● EXERCISE DESCRIPTION
Find every line in the records below that holds the word "hair", and copy it out.
::: INPUT FOR THIS TASK
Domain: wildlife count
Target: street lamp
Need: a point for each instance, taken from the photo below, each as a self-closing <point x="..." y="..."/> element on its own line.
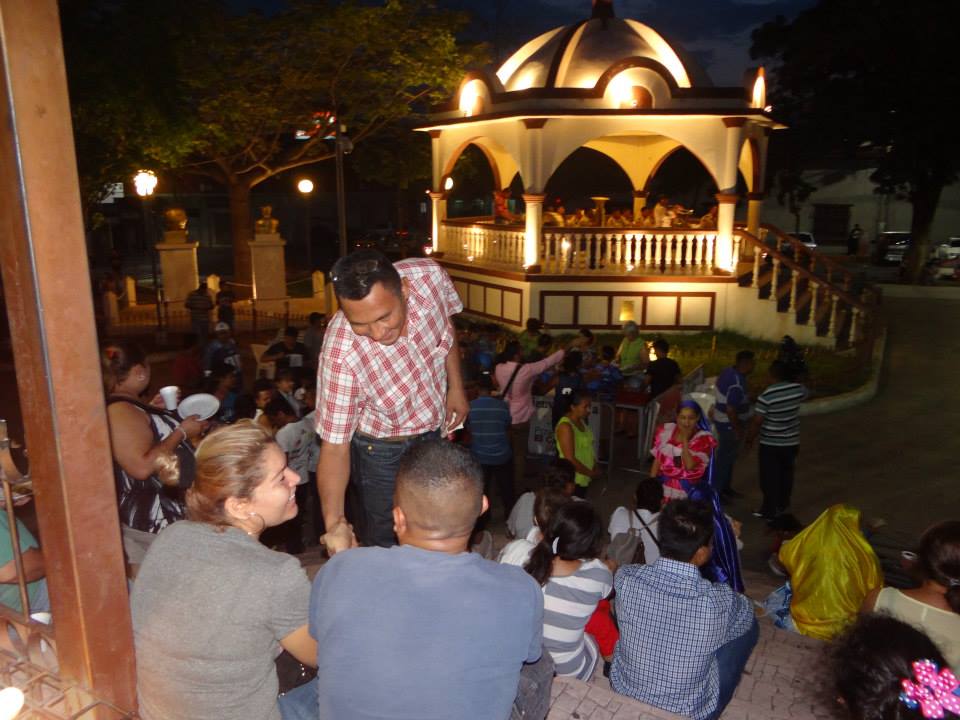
<point x="305" y="186"/>
<point x="145" y="182"/>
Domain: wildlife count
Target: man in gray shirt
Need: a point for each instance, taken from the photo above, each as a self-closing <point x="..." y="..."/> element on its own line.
<point x="426" y="629"/>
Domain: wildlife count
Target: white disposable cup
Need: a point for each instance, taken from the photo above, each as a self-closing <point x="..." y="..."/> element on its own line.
<point x="169" y="395"/>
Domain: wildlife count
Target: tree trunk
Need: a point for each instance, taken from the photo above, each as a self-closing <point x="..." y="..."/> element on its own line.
<point x="241" y="227"/>
<point x="925" y="197"/>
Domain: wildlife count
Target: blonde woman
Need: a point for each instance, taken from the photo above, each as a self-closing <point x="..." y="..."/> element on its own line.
<point x="212" y="607"/>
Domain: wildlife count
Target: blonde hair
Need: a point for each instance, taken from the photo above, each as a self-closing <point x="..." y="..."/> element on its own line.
<point x="229" y="465"/>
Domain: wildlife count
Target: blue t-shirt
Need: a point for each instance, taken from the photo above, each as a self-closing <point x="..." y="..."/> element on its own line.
<point x="731" y="391"/>
<point x="489" y="423"/>
<point x="408" y="633"/>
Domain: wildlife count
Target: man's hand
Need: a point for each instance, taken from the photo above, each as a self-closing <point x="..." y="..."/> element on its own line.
<point x="457" y="409"/>
<point x="338" y="538"/>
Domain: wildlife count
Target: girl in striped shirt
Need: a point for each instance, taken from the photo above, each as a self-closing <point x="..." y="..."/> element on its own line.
<point x="574" y="582"/>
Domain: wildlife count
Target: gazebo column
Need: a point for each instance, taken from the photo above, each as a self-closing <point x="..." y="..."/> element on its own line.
<point x="439" y="202"/>
<point x="639" y="203"/>
<point x="754" y="203"/>
<point x="531" y="238"/>
<point x="726" y="208"/>
<point x="727" y="198"/>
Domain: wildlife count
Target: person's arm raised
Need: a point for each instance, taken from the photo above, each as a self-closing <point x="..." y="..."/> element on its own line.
<point x="333" y="474"/>
<point x="301" y="646"/>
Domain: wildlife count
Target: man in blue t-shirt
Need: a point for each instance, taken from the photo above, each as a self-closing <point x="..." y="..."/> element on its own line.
<point x="731" y="416"/>
<point x="489" y="426"/>
<point x="426" y="629"/>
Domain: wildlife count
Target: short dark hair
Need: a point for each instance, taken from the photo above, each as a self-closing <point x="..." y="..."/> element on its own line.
<point x="577" y="529"/>
<point x="262" y="384"/>
<point x="939" y="559"/>
<point x="685" y="527"/>
<point x="558" y="473"/>
<point x="355" y="275"/>
<point x="649" y="495"/>
<point x="278" y="406"/>
<point x="872" y="658"/>
<point x="446" y="483"/>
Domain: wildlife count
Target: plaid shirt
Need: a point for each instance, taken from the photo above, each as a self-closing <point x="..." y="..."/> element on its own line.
<point x="672" y="622"/>
<point x="390" y="390"/>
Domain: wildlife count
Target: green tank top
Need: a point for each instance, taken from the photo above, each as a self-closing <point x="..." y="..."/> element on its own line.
<point x="582" y="448"/>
::::::
● TASK SOLUTION
Target: blonde hair
Target: short dark hair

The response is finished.